_Information shown_

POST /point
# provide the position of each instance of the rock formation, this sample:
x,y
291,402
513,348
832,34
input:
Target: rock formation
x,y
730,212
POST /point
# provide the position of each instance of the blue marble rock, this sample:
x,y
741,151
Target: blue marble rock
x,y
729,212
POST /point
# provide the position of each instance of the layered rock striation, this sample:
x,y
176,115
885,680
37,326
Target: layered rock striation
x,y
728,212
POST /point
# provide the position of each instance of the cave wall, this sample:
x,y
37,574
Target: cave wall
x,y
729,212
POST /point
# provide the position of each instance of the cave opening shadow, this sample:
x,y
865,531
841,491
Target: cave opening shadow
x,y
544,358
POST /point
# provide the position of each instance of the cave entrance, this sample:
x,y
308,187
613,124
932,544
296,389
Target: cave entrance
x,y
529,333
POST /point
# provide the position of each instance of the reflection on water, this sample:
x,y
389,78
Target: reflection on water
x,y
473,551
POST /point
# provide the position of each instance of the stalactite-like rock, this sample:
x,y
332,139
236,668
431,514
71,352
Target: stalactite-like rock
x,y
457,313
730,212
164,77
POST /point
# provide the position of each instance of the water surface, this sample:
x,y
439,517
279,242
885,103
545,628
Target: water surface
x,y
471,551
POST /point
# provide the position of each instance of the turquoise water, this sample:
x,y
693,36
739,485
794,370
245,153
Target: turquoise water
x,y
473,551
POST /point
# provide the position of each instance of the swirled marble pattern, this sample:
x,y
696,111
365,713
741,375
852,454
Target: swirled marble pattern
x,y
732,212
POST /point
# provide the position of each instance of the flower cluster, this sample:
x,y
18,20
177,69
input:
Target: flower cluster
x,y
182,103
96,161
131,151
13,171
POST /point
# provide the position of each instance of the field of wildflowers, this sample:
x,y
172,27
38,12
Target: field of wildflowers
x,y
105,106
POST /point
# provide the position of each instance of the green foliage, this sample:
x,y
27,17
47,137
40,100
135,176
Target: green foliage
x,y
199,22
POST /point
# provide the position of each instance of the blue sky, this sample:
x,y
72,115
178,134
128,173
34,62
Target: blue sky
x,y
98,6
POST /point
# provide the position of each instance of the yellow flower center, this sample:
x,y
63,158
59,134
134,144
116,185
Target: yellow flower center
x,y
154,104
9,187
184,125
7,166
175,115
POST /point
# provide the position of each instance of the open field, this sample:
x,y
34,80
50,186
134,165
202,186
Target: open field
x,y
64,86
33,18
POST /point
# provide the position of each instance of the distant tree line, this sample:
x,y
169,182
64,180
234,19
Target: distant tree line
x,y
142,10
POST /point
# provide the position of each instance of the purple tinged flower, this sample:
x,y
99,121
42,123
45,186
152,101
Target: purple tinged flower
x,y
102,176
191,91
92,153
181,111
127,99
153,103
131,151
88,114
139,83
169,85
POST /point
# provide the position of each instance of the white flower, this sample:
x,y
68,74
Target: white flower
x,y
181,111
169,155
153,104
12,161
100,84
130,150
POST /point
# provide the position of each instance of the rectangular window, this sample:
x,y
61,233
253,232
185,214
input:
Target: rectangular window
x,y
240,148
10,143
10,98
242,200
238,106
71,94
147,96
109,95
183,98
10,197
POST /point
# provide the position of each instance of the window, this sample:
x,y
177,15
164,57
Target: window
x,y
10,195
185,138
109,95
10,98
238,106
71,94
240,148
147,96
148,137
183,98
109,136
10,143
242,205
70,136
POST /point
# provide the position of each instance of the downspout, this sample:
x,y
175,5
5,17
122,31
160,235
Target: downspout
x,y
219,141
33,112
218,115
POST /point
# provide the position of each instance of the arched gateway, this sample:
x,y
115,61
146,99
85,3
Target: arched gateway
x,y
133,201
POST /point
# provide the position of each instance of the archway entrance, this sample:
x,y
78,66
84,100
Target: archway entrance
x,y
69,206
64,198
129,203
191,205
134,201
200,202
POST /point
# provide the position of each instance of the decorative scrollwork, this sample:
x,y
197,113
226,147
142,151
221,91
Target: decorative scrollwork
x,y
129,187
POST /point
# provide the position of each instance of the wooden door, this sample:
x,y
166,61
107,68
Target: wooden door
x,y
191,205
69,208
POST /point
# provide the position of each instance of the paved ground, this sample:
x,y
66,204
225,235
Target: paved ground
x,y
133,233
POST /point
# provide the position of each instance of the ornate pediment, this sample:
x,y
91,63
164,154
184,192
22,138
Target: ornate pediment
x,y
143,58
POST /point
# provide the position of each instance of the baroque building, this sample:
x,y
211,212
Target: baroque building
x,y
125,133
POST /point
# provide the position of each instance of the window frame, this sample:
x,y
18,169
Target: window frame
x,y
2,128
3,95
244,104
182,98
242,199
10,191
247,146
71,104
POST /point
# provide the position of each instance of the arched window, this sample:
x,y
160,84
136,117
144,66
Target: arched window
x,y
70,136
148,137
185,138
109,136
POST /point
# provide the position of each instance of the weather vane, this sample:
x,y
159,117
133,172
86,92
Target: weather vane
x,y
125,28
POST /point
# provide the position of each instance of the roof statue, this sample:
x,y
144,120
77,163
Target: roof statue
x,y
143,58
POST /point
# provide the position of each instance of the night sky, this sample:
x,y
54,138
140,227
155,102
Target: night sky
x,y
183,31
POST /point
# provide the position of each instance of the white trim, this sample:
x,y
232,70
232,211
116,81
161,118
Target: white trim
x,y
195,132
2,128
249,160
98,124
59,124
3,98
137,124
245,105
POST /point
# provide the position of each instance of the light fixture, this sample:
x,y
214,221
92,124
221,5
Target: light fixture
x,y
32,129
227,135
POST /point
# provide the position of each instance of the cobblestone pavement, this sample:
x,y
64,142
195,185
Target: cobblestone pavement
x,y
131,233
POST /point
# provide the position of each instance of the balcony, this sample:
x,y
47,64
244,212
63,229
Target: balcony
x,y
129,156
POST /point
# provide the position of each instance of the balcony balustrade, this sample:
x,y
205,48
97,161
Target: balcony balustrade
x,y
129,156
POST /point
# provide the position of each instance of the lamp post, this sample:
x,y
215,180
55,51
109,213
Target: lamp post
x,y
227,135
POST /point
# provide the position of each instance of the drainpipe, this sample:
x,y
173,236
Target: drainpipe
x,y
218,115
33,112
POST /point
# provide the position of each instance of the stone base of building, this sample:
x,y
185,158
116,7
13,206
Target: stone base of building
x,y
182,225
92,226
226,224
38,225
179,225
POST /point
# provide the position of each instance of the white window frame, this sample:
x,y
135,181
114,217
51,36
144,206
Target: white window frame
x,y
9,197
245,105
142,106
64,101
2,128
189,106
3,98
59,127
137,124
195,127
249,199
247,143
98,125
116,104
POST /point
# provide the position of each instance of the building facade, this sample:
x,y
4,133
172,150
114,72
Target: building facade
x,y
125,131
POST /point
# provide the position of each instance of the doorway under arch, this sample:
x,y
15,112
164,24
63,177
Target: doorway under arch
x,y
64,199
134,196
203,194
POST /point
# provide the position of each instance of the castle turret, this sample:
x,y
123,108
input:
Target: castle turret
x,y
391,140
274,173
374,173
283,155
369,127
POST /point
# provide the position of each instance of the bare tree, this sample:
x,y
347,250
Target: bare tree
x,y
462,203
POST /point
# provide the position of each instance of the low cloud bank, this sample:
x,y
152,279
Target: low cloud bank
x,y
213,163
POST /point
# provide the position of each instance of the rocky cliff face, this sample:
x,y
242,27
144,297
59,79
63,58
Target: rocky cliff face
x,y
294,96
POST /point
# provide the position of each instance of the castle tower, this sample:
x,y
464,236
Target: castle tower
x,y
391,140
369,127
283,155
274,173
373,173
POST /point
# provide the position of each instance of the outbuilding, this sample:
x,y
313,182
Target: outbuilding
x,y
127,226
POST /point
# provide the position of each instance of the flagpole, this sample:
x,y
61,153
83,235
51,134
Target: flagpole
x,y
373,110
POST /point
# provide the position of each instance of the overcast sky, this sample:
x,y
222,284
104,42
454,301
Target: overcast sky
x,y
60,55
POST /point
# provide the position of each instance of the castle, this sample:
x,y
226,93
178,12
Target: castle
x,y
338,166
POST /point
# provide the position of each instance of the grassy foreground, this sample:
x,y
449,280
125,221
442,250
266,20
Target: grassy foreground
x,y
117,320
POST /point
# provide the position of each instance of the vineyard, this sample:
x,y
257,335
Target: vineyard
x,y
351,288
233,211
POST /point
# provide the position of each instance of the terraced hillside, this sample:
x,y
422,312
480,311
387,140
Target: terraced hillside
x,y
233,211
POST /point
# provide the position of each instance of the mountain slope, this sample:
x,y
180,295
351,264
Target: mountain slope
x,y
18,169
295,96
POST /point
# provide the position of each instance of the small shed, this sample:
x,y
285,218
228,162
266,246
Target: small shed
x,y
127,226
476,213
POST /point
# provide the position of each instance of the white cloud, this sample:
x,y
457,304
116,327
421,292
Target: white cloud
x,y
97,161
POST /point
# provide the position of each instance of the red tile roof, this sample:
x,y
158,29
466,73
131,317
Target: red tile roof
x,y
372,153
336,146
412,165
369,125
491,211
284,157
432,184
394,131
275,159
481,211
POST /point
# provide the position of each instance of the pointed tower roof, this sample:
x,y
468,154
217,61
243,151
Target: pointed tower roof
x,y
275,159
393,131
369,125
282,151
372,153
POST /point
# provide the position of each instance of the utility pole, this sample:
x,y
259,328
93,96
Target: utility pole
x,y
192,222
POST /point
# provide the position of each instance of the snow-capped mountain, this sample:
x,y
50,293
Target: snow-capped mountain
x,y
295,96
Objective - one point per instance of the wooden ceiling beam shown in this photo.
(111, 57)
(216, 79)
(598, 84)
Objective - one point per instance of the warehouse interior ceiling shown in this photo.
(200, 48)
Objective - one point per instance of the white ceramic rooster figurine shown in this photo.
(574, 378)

_Exercise instructions_
Beginning at the line where "Objective - one point per instance of the wooden" appears, extract each line through the end of the data above; keep them exact and include nothing else.

_Full answer_
Objective - one point per instance of the wooden ceiling beam shown in this photo.
(111, 57)
(216, 79)
(598, 84)
Objective - one point per instance of the warehouse interior ceiling shown in this photo.
(200, 48)
Objective - one point per instance of the white ceramic rooster figurine shown in this photo.
(574, 378)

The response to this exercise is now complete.